REQUIRED TASK: Rewrite the items below, requests included, from the line that contains "Question. The photo above holds the shadow" through the end of the items, both ends included, multiplying every point coordinate in the answers by 0.55 and rounding each result to a whole number, with halves rounded up. Give only those lines, and leave the pictures out.

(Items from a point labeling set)

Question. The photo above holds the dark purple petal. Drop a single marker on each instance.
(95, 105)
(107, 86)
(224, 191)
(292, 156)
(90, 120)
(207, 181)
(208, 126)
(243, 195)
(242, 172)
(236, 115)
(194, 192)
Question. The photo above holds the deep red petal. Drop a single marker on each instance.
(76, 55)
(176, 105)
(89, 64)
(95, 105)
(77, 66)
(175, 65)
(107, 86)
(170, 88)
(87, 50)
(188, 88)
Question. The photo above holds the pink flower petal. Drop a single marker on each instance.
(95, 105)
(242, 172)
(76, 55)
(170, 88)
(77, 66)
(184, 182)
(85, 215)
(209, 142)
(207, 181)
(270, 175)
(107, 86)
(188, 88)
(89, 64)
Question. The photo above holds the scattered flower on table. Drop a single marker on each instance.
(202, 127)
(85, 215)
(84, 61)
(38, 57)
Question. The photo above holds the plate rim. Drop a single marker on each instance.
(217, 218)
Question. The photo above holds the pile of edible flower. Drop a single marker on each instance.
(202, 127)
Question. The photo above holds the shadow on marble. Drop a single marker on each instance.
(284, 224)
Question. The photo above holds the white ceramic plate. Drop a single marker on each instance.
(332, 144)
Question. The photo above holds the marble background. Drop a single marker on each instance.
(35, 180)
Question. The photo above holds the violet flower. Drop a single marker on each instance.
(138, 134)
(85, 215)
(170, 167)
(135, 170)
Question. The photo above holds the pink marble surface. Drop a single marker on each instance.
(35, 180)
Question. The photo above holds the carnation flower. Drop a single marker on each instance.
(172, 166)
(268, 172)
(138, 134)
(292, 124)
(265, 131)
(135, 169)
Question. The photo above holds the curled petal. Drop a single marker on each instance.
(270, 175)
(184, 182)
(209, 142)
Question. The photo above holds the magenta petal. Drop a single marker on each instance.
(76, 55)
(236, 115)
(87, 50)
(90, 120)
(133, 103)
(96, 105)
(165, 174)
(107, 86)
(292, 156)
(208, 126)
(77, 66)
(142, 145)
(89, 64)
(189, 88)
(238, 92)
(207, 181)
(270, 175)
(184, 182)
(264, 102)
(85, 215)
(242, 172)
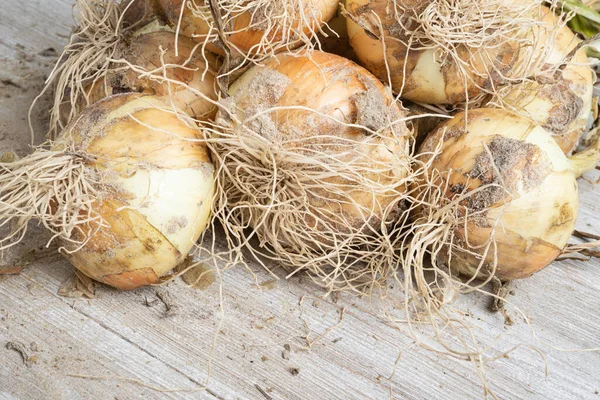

COMPLETED TASK:
Question. The photo above holds the shadow on marble. Drop a single marker on each instance.
(156, 123)
Question. The photo above holds the white ceramic plate. Drop a single marker on each instance.
(183, 79)
Question. The photo above holds the marble background. Drop a single marker on each instance.
(19, 99)
Question. The photo above holds the violet flower. Drop a single marker on each instance.
(76, 74)
(47, 118)
(94, 92)
(74, 94)
Question. The photo above holds the pink marble surface. Drop a single marker on each instance.
(19, 99)
Question. The photo above holds the carnation flower. Drop a single marker on each instance.
(95, 91)
(147, 95)
(76, 74)
(161, 68)
(146, 72)
(74, 93)
Question. The photo above holds the curled petal. Drop a single marker on each instance.
(149, 96)
(101, 100)
(115, 78)
Question. The photo above holds the magenta petal. Drop a single marker on each instance.
(42, 30)
(130, 63)
(48, 28)
(50, 66)
(73, 57)
(53, 58)
(91, 96)
(59, 47)
(161, 86)
(114, 69)
(42, 36)
(78, 80)
(49, 35)
(104, 48)
(131, 51)
(114, 100)
(149, 96)
(101, 100)
(145, 56)
(47, 118)
(133, 95)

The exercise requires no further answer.